*Exercise brief*.
Pull out and copy every line of the entries below that contains the string "green".

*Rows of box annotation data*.
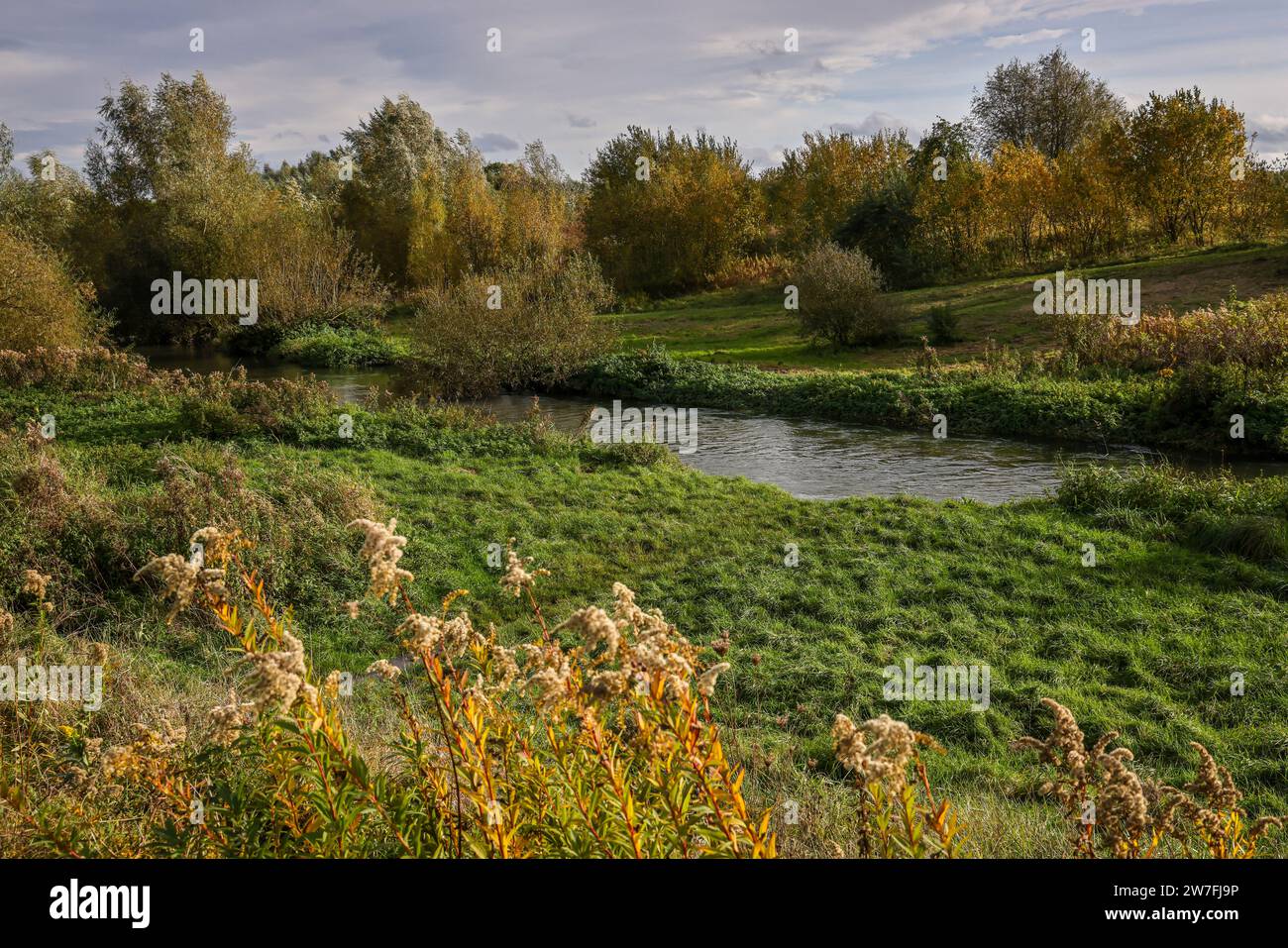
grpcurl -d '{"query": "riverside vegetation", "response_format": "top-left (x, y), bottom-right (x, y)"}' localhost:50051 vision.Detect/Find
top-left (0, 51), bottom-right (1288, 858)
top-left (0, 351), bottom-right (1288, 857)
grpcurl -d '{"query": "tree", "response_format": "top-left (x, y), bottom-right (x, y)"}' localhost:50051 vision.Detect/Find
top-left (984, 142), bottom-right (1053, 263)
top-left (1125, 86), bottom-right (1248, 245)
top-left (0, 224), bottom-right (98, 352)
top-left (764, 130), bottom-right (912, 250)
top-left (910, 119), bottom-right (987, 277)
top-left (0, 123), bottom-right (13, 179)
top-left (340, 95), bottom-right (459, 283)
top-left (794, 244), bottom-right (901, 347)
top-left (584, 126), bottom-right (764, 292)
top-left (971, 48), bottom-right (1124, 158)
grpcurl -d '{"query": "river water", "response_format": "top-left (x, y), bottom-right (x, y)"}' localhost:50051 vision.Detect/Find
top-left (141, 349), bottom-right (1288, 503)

--

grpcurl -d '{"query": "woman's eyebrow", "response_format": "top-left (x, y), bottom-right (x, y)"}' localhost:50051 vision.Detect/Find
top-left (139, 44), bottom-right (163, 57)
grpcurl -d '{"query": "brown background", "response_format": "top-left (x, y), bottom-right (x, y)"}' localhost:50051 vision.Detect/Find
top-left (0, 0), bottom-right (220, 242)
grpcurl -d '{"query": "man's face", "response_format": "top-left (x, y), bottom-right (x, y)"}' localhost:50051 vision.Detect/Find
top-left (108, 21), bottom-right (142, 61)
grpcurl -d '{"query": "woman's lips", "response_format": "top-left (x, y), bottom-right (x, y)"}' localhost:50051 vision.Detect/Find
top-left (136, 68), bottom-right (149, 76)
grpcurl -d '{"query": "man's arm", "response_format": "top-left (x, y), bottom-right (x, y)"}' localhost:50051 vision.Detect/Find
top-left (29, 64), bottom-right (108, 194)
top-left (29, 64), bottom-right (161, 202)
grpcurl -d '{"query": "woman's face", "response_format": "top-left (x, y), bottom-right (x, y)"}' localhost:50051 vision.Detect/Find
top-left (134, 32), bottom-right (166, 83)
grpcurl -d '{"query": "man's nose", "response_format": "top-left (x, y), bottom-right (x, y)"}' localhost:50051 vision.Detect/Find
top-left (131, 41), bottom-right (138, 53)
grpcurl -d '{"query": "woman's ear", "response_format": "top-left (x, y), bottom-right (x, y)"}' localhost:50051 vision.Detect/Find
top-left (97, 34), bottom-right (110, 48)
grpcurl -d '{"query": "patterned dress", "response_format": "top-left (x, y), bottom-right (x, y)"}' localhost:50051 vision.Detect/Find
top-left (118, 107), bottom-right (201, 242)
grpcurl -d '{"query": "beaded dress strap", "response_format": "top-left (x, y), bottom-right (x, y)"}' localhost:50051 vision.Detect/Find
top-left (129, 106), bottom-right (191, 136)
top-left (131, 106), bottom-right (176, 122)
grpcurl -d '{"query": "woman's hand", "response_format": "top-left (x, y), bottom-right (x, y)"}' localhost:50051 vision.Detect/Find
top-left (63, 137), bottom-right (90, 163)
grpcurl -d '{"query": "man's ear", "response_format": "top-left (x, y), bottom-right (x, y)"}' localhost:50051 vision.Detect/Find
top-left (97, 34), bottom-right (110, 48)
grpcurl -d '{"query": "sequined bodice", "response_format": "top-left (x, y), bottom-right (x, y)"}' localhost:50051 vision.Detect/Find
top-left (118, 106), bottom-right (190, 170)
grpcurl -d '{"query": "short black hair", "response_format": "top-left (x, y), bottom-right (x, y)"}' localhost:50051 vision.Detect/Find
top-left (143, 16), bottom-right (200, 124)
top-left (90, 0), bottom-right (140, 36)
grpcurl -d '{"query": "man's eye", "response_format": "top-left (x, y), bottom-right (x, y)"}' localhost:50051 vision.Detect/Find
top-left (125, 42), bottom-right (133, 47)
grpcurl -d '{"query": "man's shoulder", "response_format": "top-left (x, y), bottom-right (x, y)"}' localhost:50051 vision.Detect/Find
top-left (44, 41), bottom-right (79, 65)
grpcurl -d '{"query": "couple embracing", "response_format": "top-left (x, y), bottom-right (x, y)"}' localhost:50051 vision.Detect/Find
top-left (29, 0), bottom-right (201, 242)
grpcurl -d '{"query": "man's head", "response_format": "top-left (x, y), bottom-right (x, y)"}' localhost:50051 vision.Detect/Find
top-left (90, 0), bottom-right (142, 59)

* * *

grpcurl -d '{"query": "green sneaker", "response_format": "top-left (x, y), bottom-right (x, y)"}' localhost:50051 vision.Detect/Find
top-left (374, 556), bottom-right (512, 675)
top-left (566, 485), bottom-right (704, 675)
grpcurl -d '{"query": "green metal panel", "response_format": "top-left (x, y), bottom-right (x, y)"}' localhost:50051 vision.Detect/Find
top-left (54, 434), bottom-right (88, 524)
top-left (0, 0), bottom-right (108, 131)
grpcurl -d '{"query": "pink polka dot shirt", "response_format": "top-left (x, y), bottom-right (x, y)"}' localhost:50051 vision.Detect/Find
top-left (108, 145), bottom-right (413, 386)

*Complete answer*.
grpcurl -d '{"query": "green sneaker", "response_format": "top-left (x, y), bottom-right (x, y)"}' localhost:50051 vision.Detect/Find
grpcurl -d '{"query": "green metal panel", "response_format": "top-left (x, y), bottom-right (x, y)"}' localhost:50051 vision.Detect/Find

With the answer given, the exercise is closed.